━━━━━ Working data

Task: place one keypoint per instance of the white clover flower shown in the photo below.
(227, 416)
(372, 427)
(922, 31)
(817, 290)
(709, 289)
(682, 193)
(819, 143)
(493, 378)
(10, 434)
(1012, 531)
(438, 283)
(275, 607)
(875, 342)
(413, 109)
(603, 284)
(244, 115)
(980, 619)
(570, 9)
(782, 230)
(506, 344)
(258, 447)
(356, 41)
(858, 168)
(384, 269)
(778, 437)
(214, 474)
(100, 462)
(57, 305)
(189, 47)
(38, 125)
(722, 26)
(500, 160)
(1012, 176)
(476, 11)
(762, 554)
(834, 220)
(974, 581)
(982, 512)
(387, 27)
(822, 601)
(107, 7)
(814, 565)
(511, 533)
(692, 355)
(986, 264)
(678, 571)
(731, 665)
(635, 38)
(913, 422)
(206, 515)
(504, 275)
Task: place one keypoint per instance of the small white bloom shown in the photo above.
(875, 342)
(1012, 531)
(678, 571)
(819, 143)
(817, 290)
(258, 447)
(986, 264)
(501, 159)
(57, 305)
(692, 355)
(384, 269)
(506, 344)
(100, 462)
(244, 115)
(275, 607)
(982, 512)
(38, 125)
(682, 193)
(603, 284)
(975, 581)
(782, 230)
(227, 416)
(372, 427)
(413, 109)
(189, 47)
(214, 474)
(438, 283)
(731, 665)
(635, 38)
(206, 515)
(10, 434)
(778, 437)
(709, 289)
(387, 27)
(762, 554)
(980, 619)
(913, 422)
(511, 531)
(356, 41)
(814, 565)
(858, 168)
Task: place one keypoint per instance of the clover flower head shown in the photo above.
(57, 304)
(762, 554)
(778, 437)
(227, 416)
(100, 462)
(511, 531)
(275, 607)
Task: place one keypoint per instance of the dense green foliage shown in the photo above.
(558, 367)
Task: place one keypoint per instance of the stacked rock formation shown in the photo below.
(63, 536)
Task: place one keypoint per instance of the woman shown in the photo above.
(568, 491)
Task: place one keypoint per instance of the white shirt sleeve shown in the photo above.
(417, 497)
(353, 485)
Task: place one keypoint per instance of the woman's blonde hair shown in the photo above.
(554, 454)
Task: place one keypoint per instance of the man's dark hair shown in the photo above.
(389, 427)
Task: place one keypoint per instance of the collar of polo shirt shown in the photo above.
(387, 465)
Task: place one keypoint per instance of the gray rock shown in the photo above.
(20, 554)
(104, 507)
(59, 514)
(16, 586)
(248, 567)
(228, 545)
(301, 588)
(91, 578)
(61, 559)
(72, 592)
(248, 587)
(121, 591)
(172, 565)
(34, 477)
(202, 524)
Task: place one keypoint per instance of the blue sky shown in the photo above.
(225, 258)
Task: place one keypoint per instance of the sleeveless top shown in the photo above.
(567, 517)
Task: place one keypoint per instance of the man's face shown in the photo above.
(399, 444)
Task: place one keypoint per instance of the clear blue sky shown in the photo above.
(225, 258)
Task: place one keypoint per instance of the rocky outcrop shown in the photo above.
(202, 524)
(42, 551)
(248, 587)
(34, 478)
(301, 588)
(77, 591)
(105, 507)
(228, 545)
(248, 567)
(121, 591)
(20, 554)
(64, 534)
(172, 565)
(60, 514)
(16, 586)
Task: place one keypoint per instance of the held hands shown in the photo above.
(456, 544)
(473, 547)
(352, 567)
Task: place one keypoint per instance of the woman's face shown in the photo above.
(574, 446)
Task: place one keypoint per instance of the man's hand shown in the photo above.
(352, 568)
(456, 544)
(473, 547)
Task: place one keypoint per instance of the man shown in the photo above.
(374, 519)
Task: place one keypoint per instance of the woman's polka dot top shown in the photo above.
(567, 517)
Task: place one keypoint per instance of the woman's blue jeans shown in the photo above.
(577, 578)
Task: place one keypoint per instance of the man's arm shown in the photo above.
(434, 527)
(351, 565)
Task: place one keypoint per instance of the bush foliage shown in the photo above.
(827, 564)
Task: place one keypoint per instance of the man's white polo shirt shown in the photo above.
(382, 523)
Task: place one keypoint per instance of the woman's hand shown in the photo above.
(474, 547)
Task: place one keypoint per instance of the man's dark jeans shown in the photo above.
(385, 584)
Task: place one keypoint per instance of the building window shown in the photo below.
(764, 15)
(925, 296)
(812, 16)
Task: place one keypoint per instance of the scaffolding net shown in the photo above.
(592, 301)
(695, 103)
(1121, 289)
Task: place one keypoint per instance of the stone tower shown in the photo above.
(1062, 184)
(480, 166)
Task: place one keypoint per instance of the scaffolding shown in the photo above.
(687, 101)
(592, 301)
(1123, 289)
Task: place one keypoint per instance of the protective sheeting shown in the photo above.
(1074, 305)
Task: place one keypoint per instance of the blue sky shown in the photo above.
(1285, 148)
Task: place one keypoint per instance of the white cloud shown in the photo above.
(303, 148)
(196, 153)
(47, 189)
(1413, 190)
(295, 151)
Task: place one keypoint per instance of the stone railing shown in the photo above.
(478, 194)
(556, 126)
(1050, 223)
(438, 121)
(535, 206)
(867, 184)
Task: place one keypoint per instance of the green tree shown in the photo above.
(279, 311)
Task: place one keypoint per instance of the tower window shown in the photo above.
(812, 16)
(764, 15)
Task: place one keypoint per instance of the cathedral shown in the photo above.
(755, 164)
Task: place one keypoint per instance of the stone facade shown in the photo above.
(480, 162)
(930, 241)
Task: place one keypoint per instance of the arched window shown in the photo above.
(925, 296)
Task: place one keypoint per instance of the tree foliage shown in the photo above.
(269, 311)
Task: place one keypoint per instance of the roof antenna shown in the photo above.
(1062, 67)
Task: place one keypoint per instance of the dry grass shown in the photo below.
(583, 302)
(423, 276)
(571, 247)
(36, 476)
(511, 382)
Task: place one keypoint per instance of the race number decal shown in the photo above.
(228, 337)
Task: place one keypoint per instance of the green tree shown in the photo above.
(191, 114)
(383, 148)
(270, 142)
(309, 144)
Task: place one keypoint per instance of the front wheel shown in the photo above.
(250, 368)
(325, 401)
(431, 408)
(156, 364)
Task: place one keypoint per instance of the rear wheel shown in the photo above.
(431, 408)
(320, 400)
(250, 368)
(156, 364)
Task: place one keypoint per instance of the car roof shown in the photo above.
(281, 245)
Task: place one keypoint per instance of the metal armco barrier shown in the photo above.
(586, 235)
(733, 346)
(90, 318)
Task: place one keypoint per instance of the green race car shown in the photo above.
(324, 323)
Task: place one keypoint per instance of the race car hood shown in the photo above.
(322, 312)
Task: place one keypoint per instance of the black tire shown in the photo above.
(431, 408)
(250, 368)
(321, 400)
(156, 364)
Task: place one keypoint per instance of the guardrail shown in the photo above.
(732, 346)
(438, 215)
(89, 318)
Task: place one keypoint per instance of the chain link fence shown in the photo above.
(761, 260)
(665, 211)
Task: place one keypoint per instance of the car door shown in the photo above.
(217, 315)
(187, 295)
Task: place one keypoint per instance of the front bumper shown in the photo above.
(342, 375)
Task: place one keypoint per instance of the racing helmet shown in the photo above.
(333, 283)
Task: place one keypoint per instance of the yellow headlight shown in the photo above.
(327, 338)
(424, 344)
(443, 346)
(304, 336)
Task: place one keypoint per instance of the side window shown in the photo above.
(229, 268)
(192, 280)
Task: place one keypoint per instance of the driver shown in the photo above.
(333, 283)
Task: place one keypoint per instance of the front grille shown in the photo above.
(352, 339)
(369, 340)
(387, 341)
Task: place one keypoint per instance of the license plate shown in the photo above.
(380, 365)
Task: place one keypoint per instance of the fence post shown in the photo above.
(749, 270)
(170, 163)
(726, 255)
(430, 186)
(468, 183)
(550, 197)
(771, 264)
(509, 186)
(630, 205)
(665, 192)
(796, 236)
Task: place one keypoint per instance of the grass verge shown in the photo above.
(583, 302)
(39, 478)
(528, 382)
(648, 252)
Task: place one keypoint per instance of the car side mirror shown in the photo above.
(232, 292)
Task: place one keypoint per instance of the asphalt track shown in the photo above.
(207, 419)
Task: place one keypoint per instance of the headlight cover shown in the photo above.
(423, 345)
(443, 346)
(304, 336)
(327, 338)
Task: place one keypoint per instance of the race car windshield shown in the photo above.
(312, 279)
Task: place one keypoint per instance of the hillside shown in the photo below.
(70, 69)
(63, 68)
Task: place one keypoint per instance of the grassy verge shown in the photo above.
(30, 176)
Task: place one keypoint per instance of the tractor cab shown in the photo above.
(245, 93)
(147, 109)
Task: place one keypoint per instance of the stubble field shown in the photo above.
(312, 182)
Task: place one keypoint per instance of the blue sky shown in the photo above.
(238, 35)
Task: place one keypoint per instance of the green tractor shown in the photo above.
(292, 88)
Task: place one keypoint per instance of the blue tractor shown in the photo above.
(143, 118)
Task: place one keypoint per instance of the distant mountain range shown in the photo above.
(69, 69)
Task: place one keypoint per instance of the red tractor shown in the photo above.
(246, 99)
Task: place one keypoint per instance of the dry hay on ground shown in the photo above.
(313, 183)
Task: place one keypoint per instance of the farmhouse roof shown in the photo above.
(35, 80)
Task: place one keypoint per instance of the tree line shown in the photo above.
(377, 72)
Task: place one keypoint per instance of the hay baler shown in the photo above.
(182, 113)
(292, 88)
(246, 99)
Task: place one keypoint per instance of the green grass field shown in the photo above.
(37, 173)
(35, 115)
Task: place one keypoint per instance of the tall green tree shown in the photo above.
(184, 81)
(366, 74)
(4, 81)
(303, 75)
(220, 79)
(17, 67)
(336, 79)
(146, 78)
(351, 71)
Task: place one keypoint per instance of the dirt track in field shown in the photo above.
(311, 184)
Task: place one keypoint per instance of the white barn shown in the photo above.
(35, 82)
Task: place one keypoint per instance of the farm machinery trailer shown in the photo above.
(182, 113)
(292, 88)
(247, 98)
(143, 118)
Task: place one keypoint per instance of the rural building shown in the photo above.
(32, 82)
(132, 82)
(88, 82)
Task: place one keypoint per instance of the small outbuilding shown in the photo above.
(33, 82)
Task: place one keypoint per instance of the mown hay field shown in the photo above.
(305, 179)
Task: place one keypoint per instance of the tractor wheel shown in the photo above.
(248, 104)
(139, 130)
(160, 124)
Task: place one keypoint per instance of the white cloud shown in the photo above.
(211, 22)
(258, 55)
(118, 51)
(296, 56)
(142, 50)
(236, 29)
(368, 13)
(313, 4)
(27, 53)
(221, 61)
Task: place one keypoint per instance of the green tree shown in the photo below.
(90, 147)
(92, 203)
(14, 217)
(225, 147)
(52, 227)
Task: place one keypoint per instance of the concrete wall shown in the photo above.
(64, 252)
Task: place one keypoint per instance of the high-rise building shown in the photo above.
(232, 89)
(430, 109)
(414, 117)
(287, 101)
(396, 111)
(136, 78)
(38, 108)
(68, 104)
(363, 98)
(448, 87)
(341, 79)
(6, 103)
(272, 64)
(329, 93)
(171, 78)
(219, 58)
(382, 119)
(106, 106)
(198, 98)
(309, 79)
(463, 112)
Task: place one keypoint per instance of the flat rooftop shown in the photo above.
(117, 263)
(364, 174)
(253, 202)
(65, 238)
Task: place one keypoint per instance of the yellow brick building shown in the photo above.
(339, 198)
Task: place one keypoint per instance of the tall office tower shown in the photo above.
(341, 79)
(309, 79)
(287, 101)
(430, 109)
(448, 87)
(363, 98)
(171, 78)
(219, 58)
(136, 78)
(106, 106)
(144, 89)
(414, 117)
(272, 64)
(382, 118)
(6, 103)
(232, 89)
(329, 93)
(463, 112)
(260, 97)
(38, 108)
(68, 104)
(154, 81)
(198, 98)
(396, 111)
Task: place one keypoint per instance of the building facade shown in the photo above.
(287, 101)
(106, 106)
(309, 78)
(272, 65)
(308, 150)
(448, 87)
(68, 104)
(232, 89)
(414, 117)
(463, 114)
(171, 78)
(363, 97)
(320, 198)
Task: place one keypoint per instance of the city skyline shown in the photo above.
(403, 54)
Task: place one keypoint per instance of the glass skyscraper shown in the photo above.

━━━━━━━━━━

Everything from the line with "Task: place one keypoint per instance of the yellow brick" to the end of the listing above needs to be duplicated exactly, both end lines included, with nothing more.

Task: place one keypoint per instance of the yellow brick building shown in the photo above.
(339, 198)
Task: place one keypoint per instance of the tall office tower shown in the photo above.
(341, 79)
(309, 79)
(287, 101)
(430, 109)
(448, 87)
(363, 98)
(171, 78)
(219, 58)
(136, 78)
(106, 106)
(144, 89)
(414, 117)
(272, 64)
(382, 118)
(6, 103)
(232, 89)
(329, 93)
(463, 112)
(260, 97)
(38, 108)
(68, 104)
(154, 81)
(198, 98)
(396, 111)
Task: place one keypoint per instance of the building facade shown in the photo above.
(287, 101)
(106, 106)
(309, 78)
(272, 65)
(308, 150)
(448, 87)
(68, 104)
(232, 89)
(414, 117)
(463, 114)
(171, 78)
(363, 97)
(320, 198)
Task: place one keypoint per instance of the city skyline shown in the photo above.
(403, 54)
Task: place one keypoint per instance of the glass skyscraper shown in the photo above.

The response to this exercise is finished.